>>

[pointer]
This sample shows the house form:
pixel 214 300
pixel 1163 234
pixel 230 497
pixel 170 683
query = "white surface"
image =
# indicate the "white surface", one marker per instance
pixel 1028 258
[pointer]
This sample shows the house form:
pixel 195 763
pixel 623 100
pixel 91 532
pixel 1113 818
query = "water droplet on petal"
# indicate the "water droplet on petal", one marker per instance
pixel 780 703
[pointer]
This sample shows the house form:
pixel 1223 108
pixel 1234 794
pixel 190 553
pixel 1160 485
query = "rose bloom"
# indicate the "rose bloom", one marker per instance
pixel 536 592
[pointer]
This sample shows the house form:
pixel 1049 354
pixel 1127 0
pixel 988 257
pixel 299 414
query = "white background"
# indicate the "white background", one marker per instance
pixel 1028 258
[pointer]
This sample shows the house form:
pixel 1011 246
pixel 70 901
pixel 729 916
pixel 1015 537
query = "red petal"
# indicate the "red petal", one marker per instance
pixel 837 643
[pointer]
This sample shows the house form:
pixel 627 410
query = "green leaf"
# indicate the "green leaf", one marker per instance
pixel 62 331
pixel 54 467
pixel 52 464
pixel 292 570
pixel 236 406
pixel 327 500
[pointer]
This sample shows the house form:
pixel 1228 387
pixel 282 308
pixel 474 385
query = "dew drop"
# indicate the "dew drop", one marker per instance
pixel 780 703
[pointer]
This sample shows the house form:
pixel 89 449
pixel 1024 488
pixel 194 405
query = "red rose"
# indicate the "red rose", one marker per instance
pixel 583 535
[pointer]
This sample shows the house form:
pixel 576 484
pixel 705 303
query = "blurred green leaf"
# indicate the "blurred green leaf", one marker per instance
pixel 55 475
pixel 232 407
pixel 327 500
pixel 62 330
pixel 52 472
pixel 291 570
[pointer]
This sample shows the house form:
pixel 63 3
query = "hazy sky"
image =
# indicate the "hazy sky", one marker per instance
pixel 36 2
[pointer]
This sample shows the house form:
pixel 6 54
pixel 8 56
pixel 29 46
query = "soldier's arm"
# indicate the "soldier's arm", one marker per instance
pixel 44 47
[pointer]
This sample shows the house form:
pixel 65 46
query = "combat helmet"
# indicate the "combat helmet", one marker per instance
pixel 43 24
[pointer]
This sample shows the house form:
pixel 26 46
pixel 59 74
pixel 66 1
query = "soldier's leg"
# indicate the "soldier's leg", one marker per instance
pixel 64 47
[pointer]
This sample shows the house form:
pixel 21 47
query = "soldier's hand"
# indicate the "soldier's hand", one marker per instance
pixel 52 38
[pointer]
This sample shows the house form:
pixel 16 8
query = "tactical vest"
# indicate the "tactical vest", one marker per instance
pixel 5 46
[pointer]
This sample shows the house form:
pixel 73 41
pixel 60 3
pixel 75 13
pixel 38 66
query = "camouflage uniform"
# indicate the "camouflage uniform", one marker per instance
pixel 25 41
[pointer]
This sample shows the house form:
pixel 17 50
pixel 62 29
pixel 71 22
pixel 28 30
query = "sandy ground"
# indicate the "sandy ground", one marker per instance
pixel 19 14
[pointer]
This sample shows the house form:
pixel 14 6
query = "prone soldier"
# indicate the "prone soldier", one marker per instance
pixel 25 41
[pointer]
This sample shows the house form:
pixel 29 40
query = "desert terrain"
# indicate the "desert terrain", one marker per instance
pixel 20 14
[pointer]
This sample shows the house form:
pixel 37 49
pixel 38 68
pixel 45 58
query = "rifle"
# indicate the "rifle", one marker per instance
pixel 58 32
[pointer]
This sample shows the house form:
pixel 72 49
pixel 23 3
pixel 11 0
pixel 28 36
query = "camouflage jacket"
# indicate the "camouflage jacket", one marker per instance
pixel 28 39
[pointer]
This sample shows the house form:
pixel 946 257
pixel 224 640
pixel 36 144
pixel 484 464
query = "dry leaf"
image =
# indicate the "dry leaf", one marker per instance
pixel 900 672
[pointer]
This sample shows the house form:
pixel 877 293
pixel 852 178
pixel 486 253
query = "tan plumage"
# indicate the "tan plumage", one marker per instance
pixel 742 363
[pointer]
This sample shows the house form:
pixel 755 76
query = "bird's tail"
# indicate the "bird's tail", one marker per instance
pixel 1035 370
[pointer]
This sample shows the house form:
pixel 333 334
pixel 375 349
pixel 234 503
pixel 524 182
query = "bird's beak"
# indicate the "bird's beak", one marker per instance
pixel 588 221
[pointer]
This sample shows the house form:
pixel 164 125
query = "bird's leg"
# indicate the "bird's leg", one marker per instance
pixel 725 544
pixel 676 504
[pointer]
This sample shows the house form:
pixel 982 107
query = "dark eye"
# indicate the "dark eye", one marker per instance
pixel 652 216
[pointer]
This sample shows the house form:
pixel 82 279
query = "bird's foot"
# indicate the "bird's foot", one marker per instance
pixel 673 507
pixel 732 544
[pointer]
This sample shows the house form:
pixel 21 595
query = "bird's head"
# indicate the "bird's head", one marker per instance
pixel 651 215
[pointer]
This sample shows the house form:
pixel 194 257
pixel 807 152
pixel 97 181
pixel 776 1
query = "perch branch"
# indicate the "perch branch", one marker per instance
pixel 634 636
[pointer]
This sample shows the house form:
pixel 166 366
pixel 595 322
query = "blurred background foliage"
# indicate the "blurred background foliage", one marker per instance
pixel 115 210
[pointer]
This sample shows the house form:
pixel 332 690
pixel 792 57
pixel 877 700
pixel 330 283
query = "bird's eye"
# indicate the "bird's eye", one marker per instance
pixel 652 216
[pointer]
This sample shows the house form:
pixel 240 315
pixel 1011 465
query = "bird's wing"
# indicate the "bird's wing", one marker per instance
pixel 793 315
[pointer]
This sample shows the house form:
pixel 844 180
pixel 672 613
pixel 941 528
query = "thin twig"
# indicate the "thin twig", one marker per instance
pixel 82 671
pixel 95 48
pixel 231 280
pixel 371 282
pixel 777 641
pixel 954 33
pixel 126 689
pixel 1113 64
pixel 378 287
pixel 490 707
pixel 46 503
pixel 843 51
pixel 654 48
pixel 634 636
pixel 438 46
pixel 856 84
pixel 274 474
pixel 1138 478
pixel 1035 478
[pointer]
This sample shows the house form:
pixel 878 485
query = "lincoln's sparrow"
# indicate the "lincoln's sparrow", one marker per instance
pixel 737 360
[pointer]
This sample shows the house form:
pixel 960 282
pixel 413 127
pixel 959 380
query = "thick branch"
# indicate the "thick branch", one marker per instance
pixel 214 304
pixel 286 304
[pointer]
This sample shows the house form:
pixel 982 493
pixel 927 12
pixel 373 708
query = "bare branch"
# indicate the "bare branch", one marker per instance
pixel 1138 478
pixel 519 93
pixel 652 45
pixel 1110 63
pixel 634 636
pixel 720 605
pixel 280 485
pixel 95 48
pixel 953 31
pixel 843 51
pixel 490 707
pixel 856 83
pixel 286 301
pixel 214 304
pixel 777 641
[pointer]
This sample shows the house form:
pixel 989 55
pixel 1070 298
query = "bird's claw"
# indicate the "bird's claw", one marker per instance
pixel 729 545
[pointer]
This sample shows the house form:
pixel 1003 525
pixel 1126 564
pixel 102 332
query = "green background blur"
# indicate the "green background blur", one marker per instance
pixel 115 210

<<

Edit everything from the first of these lines down to the line containing "pixel 536 592", replacing "house form" with "standard format" and leaving the rest unchanged.

[pointer]
This sample shows the standard format:
pixel 214 300
pixel 1163 234
pixel 230 497
pixel 170 683
query = "white surface"
image =
# indicate the "white surface", one marker per instance
pixel 1028 258
[pointer]
This sample shows the standard format:
pixel 195 763
pixel 623 100
pixel 91 532
pixel 1113 818
query = "water droplet on petal"
# indicate the "water droplet on petal", one marker per instance
pixel 780 703
[pointer]
This sample shows the standard format:
pixel 1223 108
pixel 1234 794
pixel 190 553
pixel 1160 485
query = "rose bloom"
# indicate the "rose bloom", one marker per instance
pixel 536 592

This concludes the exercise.